======== Excerpt provided ========

Kenya holds 2 Somali deputy ministers over immigration breach
www.chinaview.cn 2006-06-22 21:22:24

    NAIROBI, June 22 (Xinhua) -- Kenyan authorities said Thursday they had detained two Somali deputy ministers who entered the east African nation unlawfully.

    Police spokesman Gideon Kibunjah confirmed that Abdiqasi Maalim Hassan, who is an assistant minister in the Ministry of Telecommunication, and his Agriculture counterpart Ismail Abdi Mohammed, are being held in Mandera, northern Kenya, for flouting immigration laws.

    "The two who were arrested while traveling to Nairobi at a police road block in Mandera town on Wednesday are being held by immigration officials," Kibunja told Xinhua by telephone.

    The two, however, reportedly denied claims that they entered the country illegally, noting that they were on a mission to reconcile the warring clans at the Somalia/Kenya border.

========

Answer these questions about the article on the detained Somali officials:
1. Which ministries do the two detained officials belong to?
2. Where were the two officials stopped?
3. What mission did the two officials say they were on?
Use only the article as your source.

======== Entries ========

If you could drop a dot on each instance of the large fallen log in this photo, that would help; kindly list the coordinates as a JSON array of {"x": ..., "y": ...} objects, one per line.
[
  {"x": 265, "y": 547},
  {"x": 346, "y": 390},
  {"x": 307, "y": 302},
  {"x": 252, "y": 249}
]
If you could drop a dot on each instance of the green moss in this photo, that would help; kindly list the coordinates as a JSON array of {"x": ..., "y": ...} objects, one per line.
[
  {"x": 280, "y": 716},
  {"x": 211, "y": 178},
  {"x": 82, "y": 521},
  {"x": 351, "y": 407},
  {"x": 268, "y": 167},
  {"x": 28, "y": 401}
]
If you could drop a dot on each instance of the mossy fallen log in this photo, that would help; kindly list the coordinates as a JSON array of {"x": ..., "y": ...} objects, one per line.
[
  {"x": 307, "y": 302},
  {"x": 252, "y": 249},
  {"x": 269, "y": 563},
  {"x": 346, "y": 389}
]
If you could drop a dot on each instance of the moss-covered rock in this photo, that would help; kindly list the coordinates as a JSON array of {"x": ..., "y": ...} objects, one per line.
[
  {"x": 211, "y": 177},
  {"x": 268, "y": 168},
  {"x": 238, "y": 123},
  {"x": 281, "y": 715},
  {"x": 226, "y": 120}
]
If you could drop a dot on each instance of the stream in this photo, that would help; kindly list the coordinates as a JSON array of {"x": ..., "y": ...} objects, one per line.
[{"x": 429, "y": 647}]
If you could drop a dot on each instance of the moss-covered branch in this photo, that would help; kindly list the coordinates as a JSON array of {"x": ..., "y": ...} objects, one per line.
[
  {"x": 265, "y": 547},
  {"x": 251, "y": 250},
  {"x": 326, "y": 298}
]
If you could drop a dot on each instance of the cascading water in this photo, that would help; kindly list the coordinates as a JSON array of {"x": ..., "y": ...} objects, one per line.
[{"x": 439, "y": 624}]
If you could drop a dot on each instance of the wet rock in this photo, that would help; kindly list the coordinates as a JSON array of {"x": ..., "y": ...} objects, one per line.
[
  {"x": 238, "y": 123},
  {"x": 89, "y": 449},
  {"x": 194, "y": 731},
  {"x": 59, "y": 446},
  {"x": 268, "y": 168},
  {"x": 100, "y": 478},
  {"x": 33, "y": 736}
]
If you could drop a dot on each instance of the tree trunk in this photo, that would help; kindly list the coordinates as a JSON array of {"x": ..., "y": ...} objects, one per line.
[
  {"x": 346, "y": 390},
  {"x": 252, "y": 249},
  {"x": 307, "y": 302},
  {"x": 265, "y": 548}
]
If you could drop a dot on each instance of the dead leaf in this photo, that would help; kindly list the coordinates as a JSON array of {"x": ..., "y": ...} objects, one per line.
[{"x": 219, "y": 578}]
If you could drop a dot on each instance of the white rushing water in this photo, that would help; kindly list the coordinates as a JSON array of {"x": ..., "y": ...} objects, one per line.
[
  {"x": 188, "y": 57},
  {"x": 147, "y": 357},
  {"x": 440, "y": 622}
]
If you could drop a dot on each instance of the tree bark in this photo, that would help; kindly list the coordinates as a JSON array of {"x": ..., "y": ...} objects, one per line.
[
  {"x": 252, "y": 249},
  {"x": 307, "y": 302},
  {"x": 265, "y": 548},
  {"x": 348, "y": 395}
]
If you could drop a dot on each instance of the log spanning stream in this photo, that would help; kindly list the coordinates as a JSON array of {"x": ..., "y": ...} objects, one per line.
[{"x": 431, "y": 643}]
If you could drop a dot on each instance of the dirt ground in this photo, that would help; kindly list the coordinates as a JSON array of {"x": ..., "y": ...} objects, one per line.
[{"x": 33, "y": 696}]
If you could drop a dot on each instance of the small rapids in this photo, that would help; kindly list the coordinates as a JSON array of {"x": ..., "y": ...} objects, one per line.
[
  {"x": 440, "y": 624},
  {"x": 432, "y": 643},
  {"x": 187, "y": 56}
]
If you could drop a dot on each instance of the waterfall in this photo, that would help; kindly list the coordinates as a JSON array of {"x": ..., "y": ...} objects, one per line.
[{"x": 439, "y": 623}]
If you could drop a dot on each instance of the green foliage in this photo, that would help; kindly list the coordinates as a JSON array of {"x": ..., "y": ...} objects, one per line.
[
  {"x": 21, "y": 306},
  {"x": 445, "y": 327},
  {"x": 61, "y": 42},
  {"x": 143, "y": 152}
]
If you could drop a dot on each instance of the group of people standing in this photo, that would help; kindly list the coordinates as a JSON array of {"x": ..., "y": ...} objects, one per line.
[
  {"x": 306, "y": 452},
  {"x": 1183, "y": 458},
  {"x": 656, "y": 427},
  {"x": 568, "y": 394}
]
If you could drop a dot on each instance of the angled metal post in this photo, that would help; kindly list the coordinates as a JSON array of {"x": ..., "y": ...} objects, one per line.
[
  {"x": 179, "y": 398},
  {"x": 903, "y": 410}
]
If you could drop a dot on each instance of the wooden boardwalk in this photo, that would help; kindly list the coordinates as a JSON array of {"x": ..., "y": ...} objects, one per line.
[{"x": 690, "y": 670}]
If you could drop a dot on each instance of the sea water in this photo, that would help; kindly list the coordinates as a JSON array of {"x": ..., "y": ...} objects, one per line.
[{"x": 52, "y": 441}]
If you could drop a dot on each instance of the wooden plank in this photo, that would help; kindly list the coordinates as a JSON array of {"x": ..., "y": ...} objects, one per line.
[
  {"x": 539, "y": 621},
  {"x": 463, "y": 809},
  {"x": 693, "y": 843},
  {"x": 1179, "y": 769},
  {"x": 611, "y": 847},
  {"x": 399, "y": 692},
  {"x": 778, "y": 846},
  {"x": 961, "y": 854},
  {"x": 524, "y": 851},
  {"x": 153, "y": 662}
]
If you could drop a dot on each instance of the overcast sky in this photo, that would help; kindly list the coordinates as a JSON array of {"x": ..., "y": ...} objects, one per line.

========

▶ [Solution]:
1. The Ministry of Telecommunication and the Ministry of Agriculture.
2. At a police road block in Mandera town, northern Kenya.
3. A mission to reconcile the warring clans at the Somalia/Kenya border.